**SOURCE DOCUMENT**

+ + + + +

Their web-site is
www.grk-canada.com
Unfortunately their web-site is mainly ifp.
I called them and they could not give me a straight answer. Probably they thought if I
call from US I must be wanting to hear ifp.
When I asked for metric I might have puzzled them totally.
Anyway I asked if they used any DIN or ISO norms since they claim their stuff has a
German / Swiss touch. They had no answer to this one.
Then I asked for documentation in SI and the "technical" guy said their catalogue hs
"some" metric.
Personally, I beleive that the images on the net are actually their catalog sheets.
But we'll see.
The German/Swiss thing may as well be advertisment bla-bla. Since German thigs sell
good we'll say that our products are made by German specs. People in Hw Stores won't
know the difference and mostly won't check.
I will be surprised to see a quote of a DIN / ISO standard or anything similar. But, I
may be wrong.
I was looking for a long time for such screws and if they are truly metric I will buy
a bunch. They seem to have a rep in NJ.
A>
------Original Message------
From: "Gregory Peterson" <[EMAIL PROTECTED]>
To: "U.S. Metric Association" <[EMAIL PROTECTED]>
Sent: April 23, 2001 2:42:09 PM GMT
Subject: [USMA:12396] metric wood screws
In a Home Hardware home centre in Ontario (i.e. lumber yard) I found some metric
dimension wood screws.

+ + + + +

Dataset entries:
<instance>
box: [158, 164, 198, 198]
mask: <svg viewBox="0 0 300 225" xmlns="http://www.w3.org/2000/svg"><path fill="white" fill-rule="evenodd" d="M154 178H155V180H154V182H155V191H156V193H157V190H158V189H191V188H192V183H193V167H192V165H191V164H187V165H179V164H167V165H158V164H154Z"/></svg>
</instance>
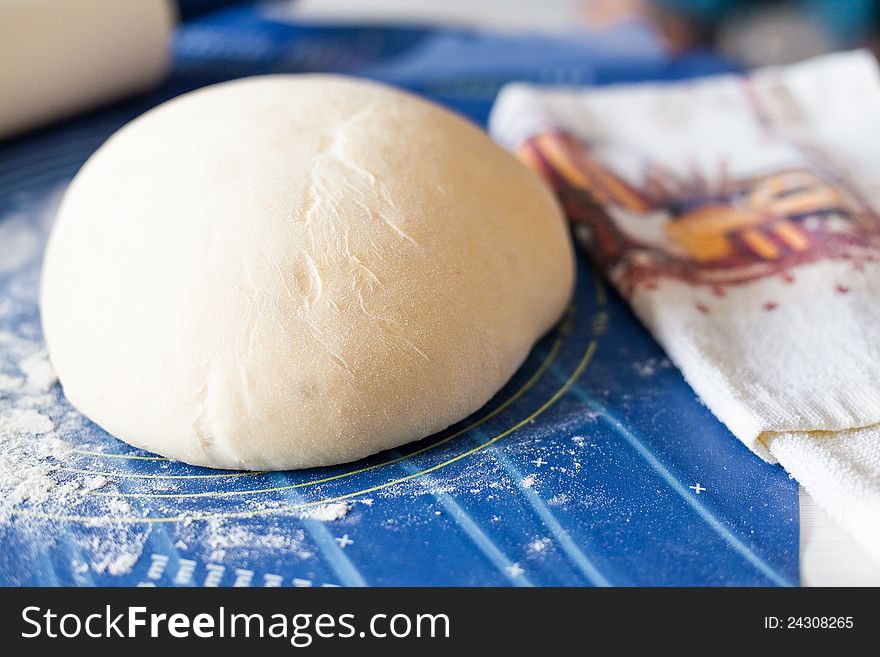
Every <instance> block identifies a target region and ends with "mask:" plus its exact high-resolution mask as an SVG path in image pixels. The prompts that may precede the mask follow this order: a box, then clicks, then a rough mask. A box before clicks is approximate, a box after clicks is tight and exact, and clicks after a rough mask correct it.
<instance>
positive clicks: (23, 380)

+ + + + +

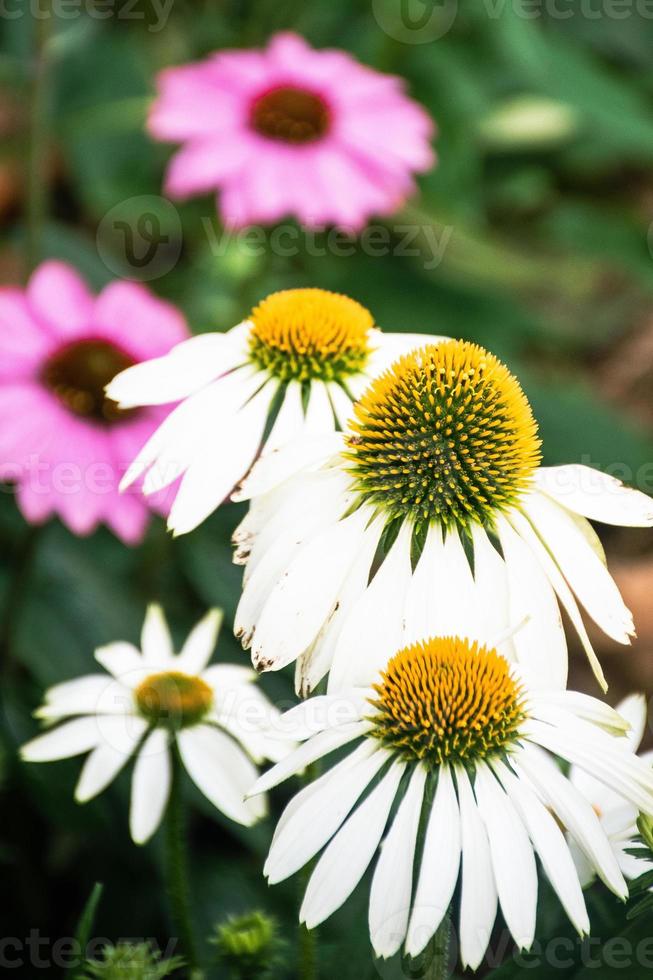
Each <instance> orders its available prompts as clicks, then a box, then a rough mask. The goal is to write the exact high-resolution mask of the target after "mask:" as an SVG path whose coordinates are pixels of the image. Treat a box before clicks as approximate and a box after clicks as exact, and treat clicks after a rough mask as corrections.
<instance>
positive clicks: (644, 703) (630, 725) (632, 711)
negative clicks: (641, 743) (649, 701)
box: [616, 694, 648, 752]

+ + + + +

**LIST OF TASKS**
(a) Please reproduce the part of the email about metric wood screws starting at "I called them" and ending at "may be wrong.".
(b) Write out the lines of the listing starting at the line that contains "</instance>" and ending at the line that contains "positive clicks: (23, 380)". Leave the pictures out of your answer.

**PER-TASK ANSWERS**
(a)
I called them and they could not give me a straight answer. Probably they thought if I
call from US I must be wanting to hear ifp.
When I asked for metric I might have puzzled them totally.
Anyway I asked if they used any DIN or ISO norms since they claim their stuff has a
German / Swiss touch. They had no answer to this one.
Then I asked for documentation in SI and the "technical" guy said their catalogue hs
"some" metric.
Personally, I beleive that the images on the net are actually their catalog sheets.
But we'll see.
The German/Swiss thing may as well be advertisment bla-bla. Since German thigs sell
good we'll say that our products are made by German specs. People in Hw Stores won't
know the difference and mostly won't check.
I will be surprised to see a quote of a DIN / ISO standard or anything similar. But, I
may be wrong.

(b)
</instance>
Every <instance> block identifies a target region and ends with "mask:" plus its exact high-resolution mask as an SVG path in image pixels. The prompts that may precede the mask follow this order: a box, then clicks, then a rough mask. A box before clicks is approximate, a box after clicks is tight and exact, and clicks after a rough mask correct it.
<instance>
positive clicks: (23, 380)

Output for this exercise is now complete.